Find the line that contains "Category: sliding player in white kit"; then retype it and each line after it, exactly, through the final line of the data below.

== == ==

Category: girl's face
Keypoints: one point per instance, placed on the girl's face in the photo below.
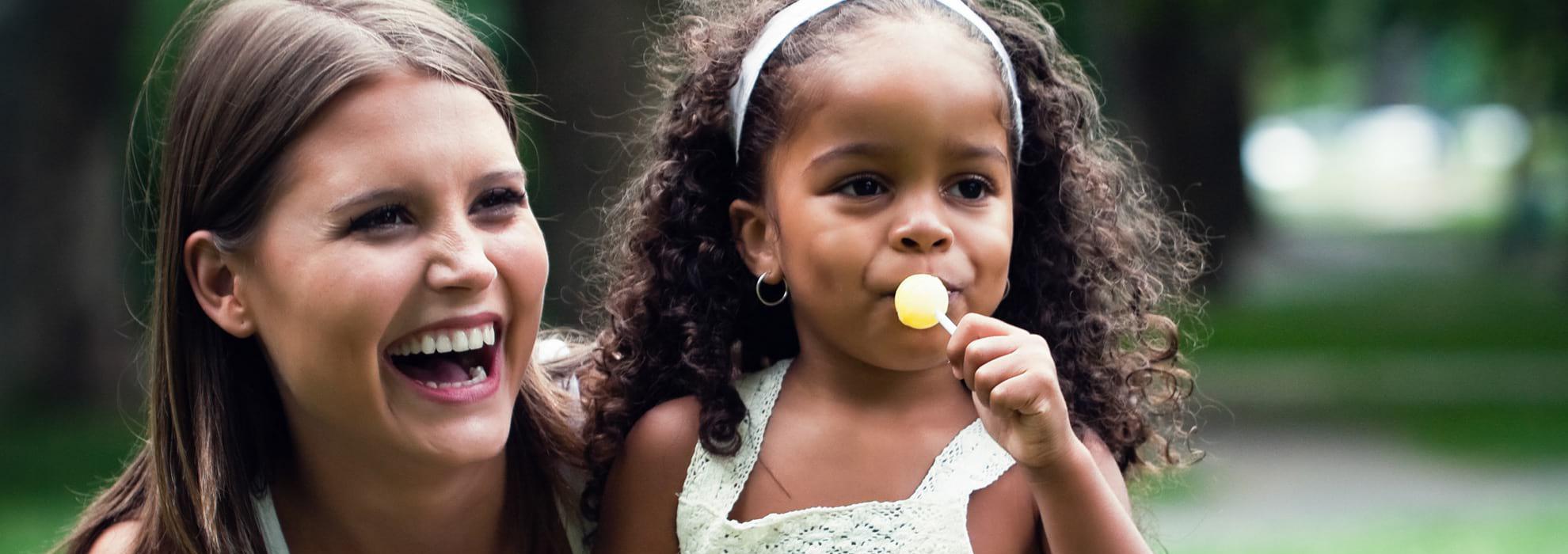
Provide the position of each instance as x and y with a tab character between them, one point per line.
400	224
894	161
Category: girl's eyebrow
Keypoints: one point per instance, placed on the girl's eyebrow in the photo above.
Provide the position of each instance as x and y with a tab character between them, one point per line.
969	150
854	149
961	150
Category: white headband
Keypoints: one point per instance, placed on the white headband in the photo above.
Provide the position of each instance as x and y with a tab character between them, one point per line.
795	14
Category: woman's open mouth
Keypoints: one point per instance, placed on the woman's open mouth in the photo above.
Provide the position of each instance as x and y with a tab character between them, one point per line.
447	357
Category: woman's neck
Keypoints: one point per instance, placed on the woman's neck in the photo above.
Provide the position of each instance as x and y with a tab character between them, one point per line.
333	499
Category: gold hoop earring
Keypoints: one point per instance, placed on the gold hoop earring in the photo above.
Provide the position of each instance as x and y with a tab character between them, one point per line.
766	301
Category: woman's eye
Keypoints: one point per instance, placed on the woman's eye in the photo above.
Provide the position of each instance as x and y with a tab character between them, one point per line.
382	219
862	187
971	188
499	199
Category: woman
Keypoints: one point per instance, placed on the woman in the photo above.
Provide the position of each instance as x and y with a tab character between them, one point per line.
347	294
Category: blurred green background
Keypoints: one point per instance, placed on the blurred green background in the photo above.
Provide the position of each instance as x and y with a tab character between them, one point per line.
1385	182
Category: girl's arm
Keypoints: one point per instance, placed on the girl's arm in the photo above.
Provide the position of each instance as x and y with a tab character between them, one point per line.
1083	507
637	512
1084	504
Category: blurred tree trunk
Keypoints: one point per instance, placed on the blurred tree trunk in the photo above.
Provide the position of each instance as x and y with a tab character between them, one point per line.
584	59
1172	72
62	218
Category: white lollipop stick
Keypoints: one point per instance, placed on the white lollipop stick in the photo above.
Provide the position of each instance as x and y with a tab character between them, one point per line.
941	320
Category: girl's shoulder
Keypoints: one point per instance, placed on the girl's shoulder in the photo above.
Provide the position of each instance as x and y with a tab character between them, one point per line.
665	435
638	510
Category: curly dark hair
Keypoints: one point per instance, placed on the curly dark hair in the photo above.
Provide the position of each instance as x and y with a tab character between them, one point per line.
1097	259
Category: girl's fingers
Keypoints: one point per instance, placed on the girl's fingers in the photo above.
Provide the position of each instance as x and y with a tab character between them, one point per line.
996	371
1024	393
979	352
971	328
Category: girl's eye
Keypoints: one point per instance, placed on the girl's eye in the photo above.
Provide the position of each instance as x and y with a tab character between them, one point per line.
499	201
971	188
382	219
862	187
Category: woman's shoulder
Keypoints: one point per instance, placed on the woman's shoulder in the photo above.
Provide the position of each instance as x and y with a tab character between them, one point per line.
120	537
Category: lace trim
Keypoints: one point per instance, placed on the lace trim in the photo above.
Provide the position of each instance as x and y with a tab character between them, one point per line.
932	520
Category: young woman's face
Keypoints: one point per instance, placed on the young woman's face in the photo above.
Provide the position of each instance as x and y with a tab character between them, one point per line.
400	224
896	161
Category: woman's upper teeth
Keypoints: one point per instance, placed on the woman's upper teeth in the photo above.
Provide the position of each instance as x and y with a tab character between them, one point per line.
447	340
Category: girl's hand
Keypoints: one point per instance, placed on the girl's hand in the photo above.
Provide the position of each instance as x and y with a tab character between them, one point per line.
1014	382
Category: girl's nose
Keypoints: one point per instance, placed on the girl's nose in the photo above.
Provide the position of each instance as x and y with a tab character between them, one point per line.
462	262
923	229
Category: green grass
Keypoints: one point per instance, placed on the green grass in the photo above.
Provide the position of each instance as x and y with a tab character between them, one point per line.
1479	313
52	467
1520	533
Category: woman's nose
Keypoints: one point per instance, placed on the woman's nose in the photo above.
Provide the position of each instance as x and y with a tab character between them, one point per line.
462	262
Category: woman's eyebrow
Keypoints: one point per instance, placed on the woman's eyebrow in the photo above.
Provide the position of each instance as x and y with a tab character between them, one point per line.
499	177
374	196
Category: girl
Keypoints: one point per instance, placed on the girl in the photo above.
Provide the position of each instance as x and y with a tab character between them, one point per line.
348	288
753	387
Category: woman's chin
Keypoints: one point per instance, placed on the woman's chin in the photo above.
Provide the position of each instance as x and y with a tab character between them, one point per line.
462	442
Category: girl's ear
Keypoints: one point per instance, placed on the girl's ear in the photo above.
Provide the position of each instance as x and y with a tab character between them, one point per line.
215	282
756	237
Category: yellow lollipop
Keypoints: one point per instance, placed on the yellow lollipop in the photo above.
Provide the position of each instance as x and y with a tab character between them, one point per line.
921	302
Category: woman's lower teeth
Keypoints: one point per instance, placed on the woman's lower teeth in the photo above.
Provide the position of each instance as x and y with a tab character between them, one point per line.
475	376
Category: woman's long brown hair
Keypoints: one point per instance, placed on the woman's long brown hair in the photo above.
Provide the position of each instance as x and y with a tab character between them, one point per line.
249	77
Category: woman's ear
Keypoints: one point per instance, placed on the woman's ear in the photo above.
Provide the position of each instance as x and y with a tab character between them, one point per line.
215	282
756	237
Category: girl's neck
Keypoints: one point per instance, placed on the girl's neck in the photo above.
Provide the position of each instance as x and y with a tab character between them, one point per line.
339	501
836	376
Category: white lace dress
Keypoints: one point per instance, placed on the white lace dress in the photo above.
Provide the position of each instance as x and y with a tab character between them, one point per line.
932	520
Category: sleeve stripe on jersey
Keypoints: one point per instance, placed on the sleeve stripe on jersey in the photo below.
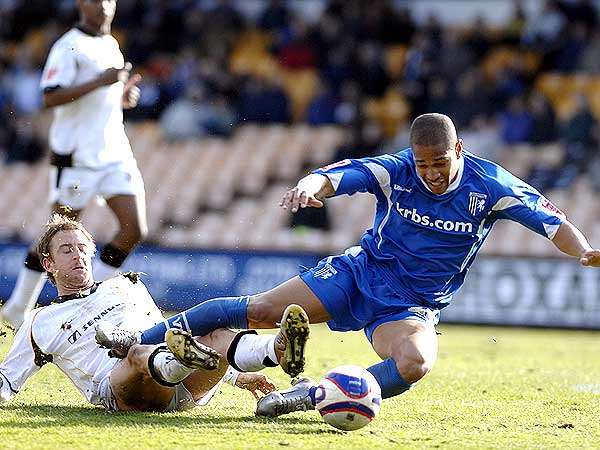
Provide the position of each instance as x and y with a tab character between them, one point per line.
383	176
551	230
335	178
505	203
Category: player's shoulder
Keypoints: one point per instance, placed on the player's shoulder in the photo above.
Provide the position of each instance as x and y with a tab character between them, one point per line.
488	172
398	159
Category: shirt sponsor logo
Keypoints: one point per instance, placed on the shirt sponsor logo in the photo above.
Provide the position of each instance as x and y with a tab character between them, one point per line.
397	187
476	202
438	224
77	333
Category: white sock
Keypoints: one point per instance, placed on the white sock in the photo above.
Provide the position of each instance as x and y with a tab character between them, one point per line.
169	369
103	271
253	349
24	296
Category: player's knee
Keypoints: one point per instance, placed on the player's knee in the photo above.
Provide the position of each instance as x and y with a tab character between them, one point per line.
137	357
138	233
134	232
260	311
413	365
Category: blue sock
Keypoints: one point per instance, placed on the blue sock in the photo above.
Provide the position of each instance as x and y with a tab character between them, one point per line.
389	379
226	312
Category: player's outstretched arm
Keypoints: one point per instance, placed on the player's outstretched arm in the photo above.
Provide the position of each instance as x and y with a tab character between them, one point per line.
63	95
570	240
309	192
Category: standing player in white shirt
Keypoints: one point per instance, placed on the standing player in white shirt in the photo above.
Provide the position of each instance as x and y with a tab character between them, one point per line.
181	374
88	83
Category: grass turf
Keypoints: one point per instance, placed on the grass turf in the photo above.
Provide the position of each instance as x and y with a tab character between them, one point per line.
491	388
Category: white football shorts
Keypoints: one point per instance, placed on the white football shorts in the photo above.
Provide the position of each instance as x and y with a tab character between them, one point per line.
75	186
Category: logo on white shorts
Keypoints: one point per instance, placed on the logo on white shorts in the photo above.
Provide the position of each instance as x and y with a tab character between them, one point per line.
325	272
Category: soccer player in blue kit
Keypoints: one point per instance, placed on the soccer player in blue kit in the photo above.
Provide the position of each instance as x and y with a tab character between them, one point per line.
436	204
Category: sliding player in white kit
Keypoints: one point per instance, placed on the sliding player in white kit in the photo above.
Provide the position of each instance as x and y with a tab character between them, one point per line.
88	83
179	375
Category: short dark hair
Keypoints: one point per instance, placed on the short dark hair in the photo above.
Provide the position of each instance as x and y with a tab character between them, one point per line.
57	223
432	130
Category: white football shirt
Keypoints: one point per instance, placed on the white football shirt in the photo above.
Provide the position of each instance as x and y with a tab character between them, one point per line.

== == ==

§ OUTPUT FOR THIS EXERCISE:
Category: sliding player in white kit
Keypoints: one point per instance, placed on the sliding player in white kit in the photo above.
Provide the position of each instance as x and y with a tab character between them, one point per line.
88	83
179	375
Category: short dark hair
Keypoints: one point per instance, placed on the short dark hair in the photo above.
Provide the position of each instance as x and y with a tab character between them, one point per line.
57	223
432	130
Category: white football shirt
Keypoints: one point per instance, placed on the white football shirt in the photo above.
Provide the position of each instance as x and y with a tab character between them, one point per line.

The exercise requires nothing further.